> Что сделать:
(a) Повторите слово в слово часть отрывка о дневнике Олеши от «Он жил фрагментами» до «негативную энергию смерти.».
(b) Ответьте на вопросы по отрывку о дневнике Олеши.
(i) Сколько страниц отделяют детство автора дневника от его старости?
(ii) Как сегодня назвали бы мышление, которое у него развивалось?
(iii) Что дневник позволил ему выплеснуть?
(c) Продолжите отрывок о дневнике Олеши после его последней фразы.

> Отрывок:
========
Он жил фрагментами – писал фрагментами. У него развивалось клиповое мышление, как сказали бы сегодня.
Любовь Олеши к отдельны фрагментам жизни разорвала ткань его записок на отдельные не склеиваемые и не сшиваемые куски. Между детством и старостью автора дневника - 245 страниц. Этого достаточно, чтобы была прожита жизнь, была установлена лишь ему одному понятная связь событий… Она так вовлекла его, что он написал в конце дневника: «…Несмотря на то, что я стар, я ни на мгновение не допускаю, что я умру. Может быть и не умру ? Может быть, все это - и с жизнью и со смертями - существует в моем воображении? Может быть я протяжен и бесконечен, может быть, я вселенная ?»
Дневник позволил ему выплеснуть негативную энергию смерти.
Открытие десятое.
========
> Исходные данные:

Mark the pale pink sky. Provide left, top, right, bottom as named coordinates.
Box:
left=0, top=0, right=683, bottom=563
========
> Ответы на задания:
(a)
Он жил фрагментами – писал фрагментами. У него развивалось клиповое мышление, как сказали бы сегодня.
Любовь Олеши к отдельны фрагментам жизни разорвала ткань его записок на отдельные не склеиваемые и не сшиваемые куски. Между детством и старостью автора дневника - 245 страниц. Этого достаточно, чтобы была прожита жизнь, была установлена лишь ему одному понятная связь событий… Она так вовлекла его, что он написал в конце дневника: «…Несмотря на то, что я стар, я ни на мгновение не допускаю, что я умру. Может быть и не умру ? Может быть, все это - и с жизнью и со смертями - существует в моем воображении? Может быть я протяжен и бесконечен, может быть, я вселенная ?»
Дневник позволил ему выплеснуть негативную энергию смерти.

(b)
(i) 245 страниц.
(ii) Клиповым.
(iii) Негативную энергию смерти.

(c)
В начале его печатали, хвалили, платили щедрые гонорары, а потом покусали, и запретили печатать.
Прививки от укусов человека ни тогда, ни теперь делать не научились.
А что оставалось Олеше? Между эмигрантами-родителями и Россией он когда-то выбрал Родину. Теперь между романом и дневником он выбрал писать дневник, потому что его можно писать бесконечно. Теперь он специально не стал делать роман из дневника, втаптывая свой талант в землю. В этом была его сила не писать законченных произведений! Он не хотел, чтобы на горизонте после «Трех толстяков» что-то появлялось. «Три толстяка» - это очевидный Монблан, после которого больше нечего покорять. Ни съезды писателей, ни покаянная речь, ни требования стать соцреалистом, как Горький, на Олешу уже не действовали. Он написал сказку, которую все читали, но ему цинично говорили, что ее никто не хочет читать.
Он знал, что сказку прочтет его любимая женщина, а ведь она могла бы читать эту сказку их детям, которых никогда не будет.
Но с другой стороны каково это - написать сказку в 25 лет, а потом сплошное прозябание до конца жизни! Он спивался, и уже не доходил до своего излюбленного ресторана «Националь», а только «стрелял трешник» на выпивку – так было честнее, чем писать ерунду.